=== YOUR INSTRUCTIONS ===
Copy the entries from the line containing "Could you please indicate the grass" through the end of the entries, keeping every line. Multiply each x and y coordinate in the answers by 2.15 and round to whole numbers, with halves rounded up, leaving all other text unchanged.

EXCERPTED RECORDS start

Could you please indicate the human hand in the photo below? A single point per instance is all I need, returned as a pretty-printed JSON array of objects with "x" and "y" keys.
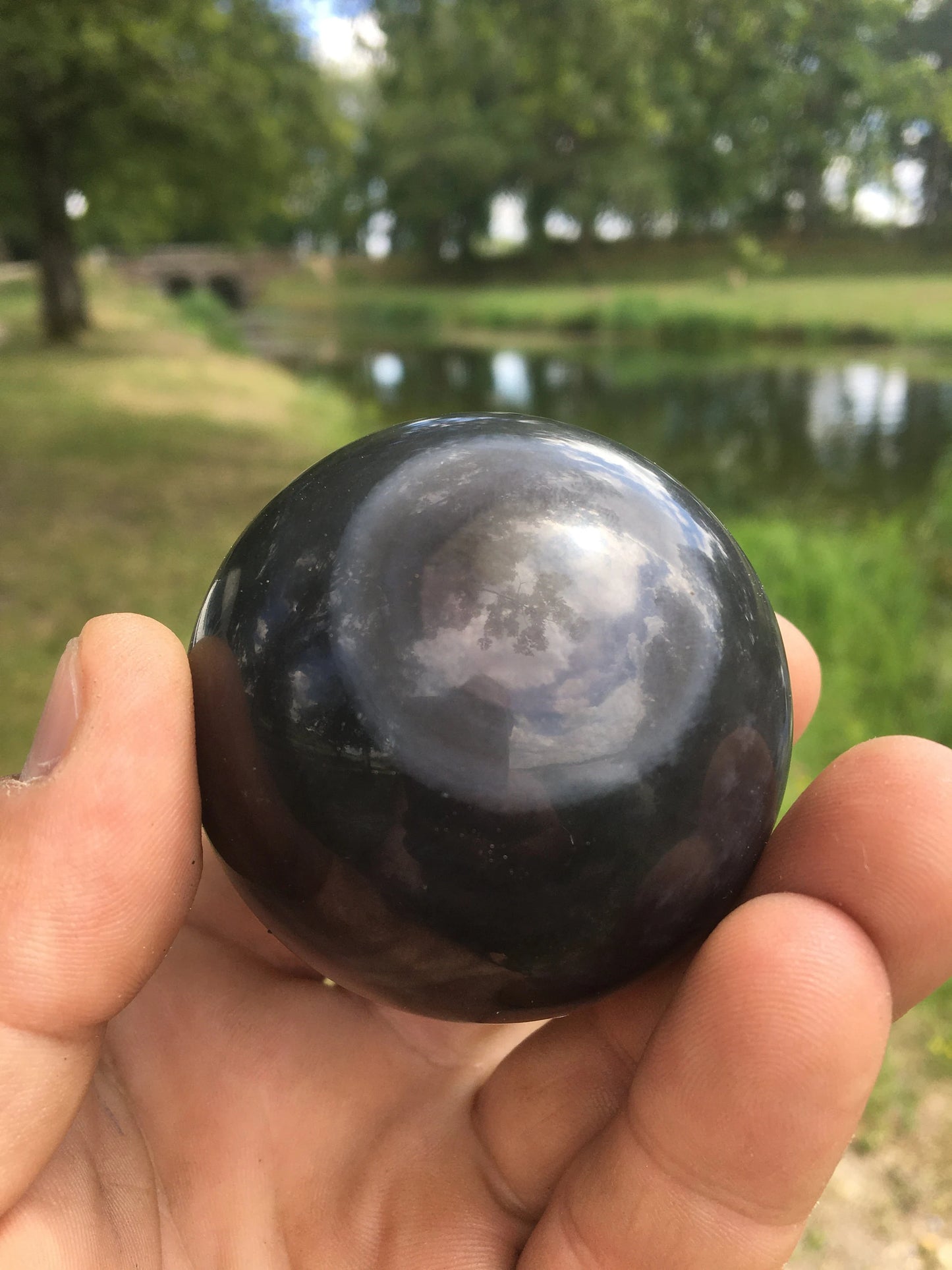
[{"x": 219, "y": 1107}]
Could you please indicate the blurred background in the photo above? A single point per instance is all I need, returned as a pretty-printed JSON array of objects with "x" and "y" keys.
[{"x": 237, "y": 234}]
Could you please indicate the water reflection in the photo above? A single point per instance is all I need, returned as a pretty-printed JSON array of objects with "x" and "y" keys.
[
  {"x": 737, "y": 437},
  {"x": 512, "y": 380}
]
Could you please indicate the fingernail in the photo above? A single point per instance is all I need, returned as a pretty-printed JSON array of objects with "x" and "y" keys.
[{"x": 59, "y": 719}]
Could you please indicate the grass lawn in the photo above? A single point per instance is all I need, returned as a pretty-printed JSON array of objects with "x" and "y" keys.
[
  {"x": 130, "y": 464},
  {"x": 127, "y": 468},
  {"x": 696, "y": 315}
]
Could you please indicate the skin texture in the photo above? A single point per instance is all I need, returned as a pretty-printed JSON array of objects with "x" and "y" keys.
[{"x": 179, "y": 1091}]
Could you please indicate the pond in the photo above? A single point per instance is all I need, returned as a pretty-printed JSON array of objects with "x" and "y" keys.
[{"x": 743, "y": 437}]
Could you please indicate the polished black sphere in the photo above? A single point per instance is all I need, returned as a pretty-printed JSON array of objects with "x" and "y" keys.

EXCERPTED RECORDS end

=== REPLY ===
Could you please indicate the grass lawn in the photo above? A single point per instance is all I need, returned as a pretty-printed JSON array of objects with "x" and "y" keys.
[
  {"x": 280, "y": 998},
  {"x": 273, "y": 1006},
  {"x": 1496, "y": 677}
]
Could you please indicate the skin texture in the photo above? A single point per instance is all I need, returned as a pretty-printed JSON array of objects with "x" and "y" keys.
[{"x": 385, "y": 2346}]
Could you please indicate the pond in the photo above? A single point per instance is all I need, returned as a pretty-printed JSON array of objects with "x" and "y" keys.
[{"x": 1597, "y": 940}]
Could you please indicate the polished black sphere in the photo above? A single point per instance is all I need, returned as a pretty-printed JSON array of objects with "x" and "y" keys.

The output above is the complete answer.